Page excerpt –
start
Language of romantic partners becomes more similar as relationship forms — even in text messages

Authored by academictimes.com and submitted by mvea

College-age romantic partners' texting styles become increasingly similar as their relationship forms, according to a new study that is among the first to investigate linguistic alignment in text messages.

Communication accommodations theory, which originally developed through observation of face-to-face interactions, hypothesizes that romantic partners' verbal and nonverbal behaviors become increasingly similar as a relationship develops, suggesting that linguistic alignment increases as partners "grow cognitively and emotionally closer, deepen their affiliation with each other and gain common ground understanding in their communication," according to the study. Moreover, the theory hypothesizes that as a romantic relationship develops, "Partners are motivated to increase comprehension and reduce uncertainty in their communications with each other."

While this theory has been studied in a number of different contexts besides face-to-face interactions, including within tweets and emails, not much is known about how linguistic alignment changes over time, especially in the context of text messages. The researchers set out to fill this gap in knowledge and to provide a new context with which to understand communication accommodations theory.

"I was generally interested in studying relationship development and doing so in a way that didn't rely on self-reports or asking people what they thought," said Miriam Brinberg, the lead author of the study and postdoctoral researcher at Pennsylvania State University. She added, "Language is very identifying; it's very complicated."

The study, published March 29 in the Journal of Communication, analyzed over a million text messages from 41 college-age couples, or 82 people total, across 6,243 days — equivalent, on average, to approximately 200 days worth of text message conversations from each couple. This is the first study to collect weeks' or months' worth of text messages from new romantic couples, and the first to use multiple metrics in order to examine the changes that occur in communication during relationship formation.
end
To do –
1. Retype everything from "Authored by academictimes.com" down to "in text messages." in the article on texting between romantic partners.
2. In the article on texting between romantic partners, how many couples supplied the text messages the study analyzed?
3. Carry on the article on texting between romantic partners, starting after its final sentence.

Given information –
start
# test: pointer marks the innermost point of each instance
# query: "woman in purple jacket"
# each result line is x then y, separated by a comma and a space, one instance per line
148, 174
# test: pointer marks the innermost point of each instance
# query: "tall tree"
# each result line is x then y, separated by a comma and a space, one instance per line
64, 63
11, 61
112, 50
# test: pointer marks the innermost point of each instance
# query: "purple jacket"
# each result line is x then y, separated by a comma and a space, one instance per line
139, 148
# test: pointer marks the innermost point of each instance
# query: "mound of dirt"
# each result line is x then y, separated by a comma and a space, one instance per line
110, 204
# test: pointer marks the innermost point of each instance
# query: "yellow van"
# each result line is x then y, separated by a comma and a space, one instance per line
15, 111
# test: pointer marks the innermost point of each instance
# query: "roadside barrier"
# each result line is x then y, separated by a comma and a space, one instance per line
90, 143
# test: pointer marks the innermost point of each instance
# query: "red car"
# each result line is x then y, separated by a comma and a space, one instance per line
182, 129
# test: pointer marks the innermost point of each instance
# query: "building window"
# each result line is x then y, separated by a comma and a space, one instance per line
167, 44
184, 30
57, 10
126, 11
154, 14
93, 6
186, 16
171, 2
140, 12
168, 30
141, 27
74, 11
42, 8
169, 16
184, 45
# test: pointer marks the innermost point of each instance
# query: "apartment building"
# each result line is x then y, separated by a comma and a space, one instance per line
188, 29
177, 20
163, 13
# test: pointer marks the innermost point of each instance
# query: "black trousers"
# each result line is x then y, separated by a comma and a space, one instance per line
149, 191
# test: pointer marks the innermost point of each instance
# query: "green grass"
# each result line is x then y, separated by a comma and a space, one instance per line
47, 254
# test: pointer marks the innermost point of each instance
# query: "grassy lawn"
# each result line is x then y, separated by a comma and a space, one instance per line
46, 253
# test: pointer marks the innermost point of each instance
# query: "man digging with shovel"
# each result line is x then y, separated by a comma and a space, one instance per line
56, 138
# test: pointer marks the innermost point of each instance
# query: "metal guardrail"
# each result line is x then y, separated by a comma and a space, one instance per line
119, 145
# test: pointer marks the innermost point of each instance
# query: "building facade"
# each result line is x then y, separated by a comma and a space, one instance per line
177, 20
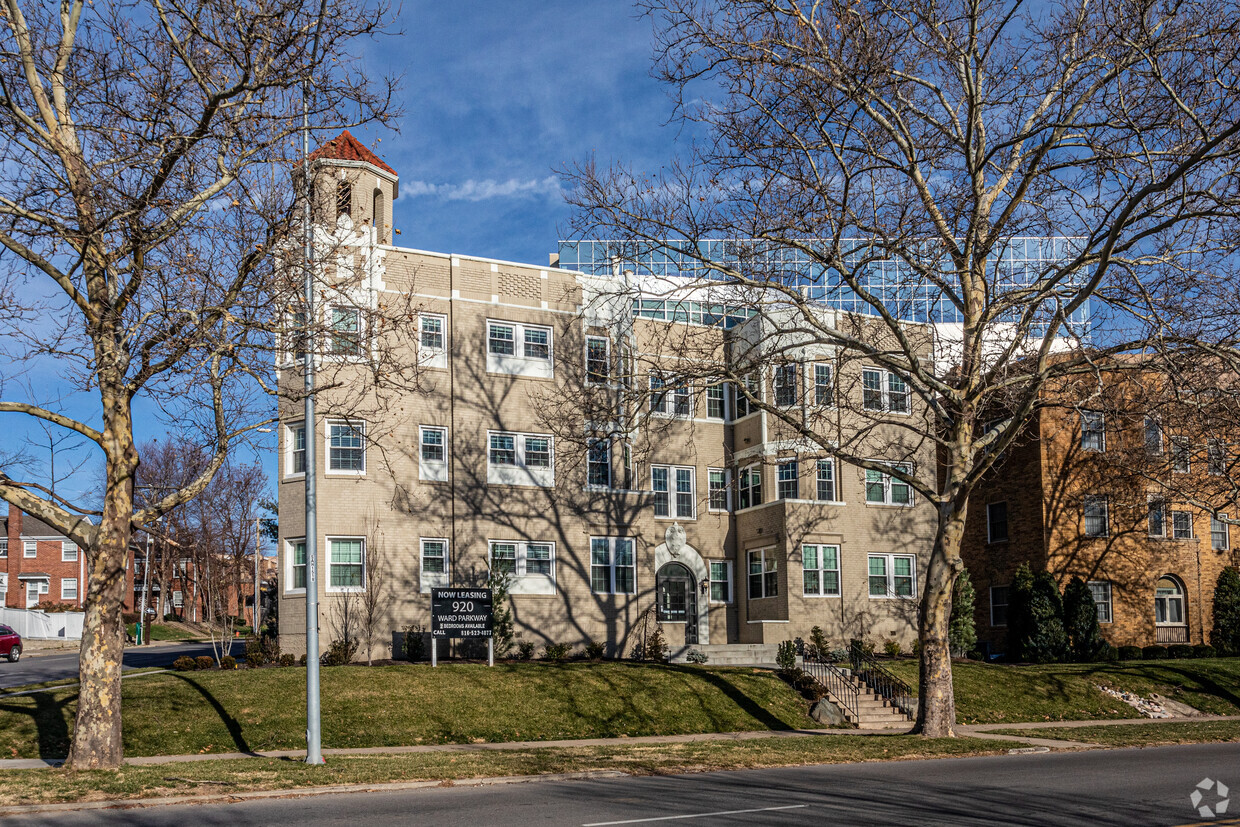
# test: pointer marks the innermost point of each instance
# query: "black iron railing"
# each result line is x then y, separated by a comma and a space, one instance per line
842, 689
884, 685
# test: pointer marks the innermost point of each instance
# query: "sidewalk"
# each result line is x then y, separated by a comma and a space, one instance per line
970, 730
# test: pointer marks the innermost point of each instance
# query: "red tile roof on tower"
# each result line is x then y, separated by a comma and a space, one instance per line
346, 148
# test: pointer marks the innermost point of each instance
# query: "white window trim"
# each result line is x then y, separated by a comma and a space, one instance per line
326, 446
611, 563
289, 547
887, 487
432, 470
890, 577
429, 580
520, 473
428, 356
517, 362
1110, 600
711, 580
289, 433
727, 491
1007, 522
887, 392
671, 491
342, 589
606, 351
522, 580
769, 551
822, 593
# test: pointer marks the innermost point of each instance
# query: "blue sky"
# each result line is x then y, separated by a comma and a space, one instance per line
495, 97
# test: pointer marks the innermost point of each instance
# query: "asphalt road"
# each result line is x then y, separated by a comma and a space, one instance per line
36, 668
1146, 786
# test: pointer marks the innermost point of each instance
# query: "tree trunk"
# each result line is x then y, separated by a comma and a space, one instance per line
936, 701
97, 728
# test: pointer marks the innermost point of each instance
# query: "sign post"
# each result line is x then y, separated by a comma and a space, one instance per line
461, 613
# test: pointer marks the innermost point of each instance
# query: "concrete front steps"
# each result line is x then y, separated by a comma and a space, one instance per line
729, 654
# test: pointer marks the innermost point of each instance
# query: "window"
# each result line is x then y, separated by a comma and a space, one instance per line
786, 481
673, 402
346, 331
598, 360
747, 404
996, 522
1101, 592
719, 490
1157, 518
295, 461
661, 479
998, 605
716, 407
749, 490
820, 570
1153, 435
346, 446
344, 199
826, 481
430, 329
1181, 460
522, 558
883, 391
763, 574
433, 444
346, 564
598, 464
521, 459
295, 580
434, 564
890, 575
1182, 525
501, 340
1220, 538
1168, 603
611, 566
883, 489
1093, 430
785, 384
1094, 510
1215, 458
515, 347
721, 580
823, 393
end
start
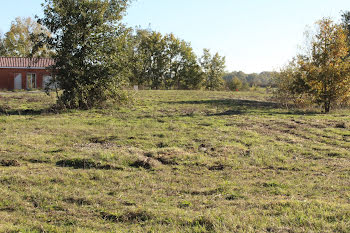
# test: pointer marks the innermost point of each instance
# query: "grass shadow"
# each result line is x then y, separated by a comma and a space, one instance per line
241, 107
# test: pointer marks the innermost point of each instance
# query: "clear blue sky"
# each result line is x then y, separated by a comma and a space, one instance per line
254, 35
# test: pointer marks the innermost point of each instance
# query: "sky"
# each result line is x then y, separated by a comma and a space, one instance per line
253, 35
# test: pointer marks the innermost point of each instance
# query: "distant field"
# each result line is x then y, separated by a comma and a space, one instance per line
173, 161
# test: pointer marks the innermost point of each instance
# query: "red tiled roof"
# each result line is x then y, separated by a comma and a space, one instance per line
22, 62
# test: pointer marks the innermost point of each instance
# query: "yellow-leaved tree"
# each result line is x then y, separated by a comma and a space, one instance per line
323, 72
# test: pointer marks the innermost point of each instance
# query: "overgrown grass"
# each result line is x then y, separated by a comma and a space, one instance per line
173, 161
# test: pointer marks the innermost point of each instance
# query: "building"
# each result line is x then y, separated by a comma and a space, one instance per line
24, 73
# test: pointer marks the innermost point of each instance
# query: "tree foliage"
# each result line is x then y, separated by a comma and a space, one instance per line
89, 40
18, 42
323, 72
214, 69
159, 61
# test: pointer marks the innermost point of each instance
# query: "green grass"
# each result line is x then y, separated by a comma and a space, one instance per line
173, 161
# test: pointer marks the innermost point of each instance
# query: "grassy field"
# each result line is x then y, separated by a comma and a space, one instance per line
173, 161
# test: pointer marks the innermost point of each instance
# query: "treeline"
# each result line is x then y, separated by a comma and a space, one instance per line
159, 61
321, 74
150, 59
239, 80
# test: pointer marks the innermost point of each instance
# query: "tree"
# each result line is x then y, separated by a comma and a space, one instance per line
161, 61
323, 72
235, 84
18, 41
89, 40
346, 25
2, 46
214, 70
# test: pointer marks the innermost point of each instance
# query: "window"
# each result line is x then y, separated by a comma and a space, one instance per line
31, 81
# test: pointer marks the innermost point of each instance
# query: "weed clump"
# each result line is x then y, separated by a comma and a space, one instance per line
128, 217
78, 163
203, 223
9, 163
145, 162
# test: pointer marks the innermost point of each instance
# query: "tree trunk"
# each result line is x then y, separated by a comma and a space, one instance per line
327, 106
end
start
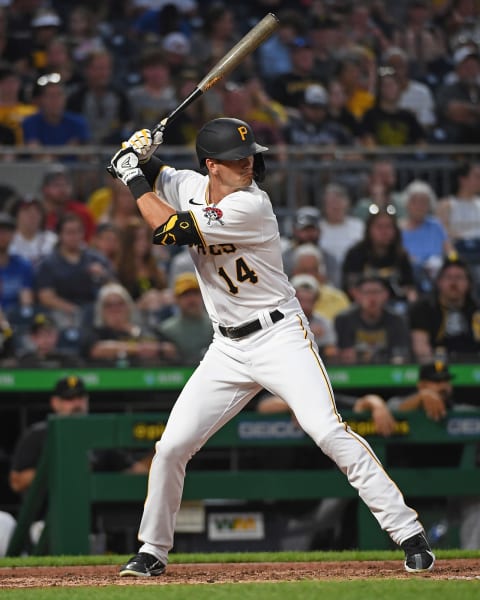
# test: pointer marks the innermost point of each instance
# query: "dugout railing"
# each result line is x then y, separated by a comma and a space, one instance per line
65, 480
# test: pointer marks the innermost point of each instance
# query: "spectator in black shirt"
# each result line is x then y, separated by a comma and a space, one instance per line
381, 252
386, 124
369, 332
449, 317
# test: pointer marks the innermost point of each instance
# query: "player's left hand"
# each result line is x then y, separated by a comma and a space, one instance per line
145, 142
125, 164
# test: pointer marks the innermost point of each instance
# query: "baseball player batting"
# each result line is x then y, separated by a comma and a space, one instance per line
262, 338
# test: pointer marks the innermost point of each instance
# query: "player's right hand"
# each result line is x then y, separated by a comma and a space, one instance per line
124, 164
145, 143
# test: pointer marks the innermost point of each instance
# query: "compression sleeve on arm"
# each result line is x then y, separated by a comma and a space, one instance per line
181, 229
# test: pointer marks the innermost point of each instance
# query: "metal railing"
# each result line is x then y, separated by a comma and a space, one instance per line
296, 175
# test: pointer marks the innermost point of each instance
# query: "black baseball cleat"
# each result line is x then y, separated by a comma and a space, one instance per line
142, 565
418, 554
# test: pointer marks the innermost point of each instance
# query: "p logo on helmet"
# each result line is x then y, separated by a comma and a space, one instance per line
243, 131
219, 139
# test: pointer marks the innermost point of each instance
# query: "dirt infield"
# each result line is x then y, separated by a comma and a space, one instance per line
end
Answers to the problems –
1.
Authored by academictimes.com and submitted by mvea

College-age romantic partners' texting styles become increasingly similar as their relationship forms, according to a new study that is among the first to investigate linguistic alignment in text messages.

2. 41 college-age couples, or 82 people in total.

3.
"By doing this, we avoid recall bias or impression-management things," Brinberg told The Academic Times. "And so, this was a way to kind of get a window into the relationship, particularly over time. I think it's quite new working with text messages."

The researchers used a nonlinear growth model to examine how linguistic alignment changed for couples over time, using three metrics: syntactic alignment, semantic alignment and overall alignment.

Syntactic alignment is a "stylistic" measure, Brinberg said, focusing on how people converse rather than the content of their conversation. It focuses on the similarity of particular parts of speech or function words, such as pronouns, conjunctions and adverbs, between conversation partners.

To test this particular metric, researchers used "language style matching," which is based on the idea that relationship features are reflected in unconscious use of similar kinds of words. The researchers thus measured nine types of words: articles, auxiliary verbs, conjunctions, high-frequency adverbs, impersonal pronouns, negations, personal pronouns, prepositions and quantifiers.

Semantic alignment focuses on the actual meaning and content of the words. To measure this, the researchers used "latent semantic analysis," which looks at the extent of overlap and similarity of the words used by both partners, even if two different words are used to describe the same thing. Brinberg said, "With that metric, there's a way to represent words in high dimensional space," grouping words with similar meanings closer to each other.

"So, if you're not using the exact words, like if someone uses pop and the other uses soda, but you're generally talking about the same thing, that's what semantic alignment is capturing," she said.

Overall alignment was meant to capture features of speech that are not in the dictionaries, or "netspeak." These are terms and words that humans use when communicating over text or other digital mediums; for example, "omw" is an abbreviation for "on my way" often used in text messaging. The overall alignment metric also captures nonlinguistic sounds, such as "haha," as well as typographic elements such as emoticons or substituting the number 2 for "to."

Across all three metrics, the researchers found that couples' linguistic alignment grew exponentially similar as the relationship developed, eventually leveling off to an "'optimal' plateau as the relationship developed."

The researchers noted, though, that linguistic alignment was already "quite high" when a relationship officially formed.

"Although linguistic alignment continued to increase (albeit a relatively small amount) after relationship formation," the researchers wrote, the greatest change in linguistic alignment occurred just before couples formally entered a relationship. After this rapid increase in language similarity, linguistic alignment eventually plateaus and continues to increase at a small but steady level, indicating an "optimal" level of alignment during relationship formation.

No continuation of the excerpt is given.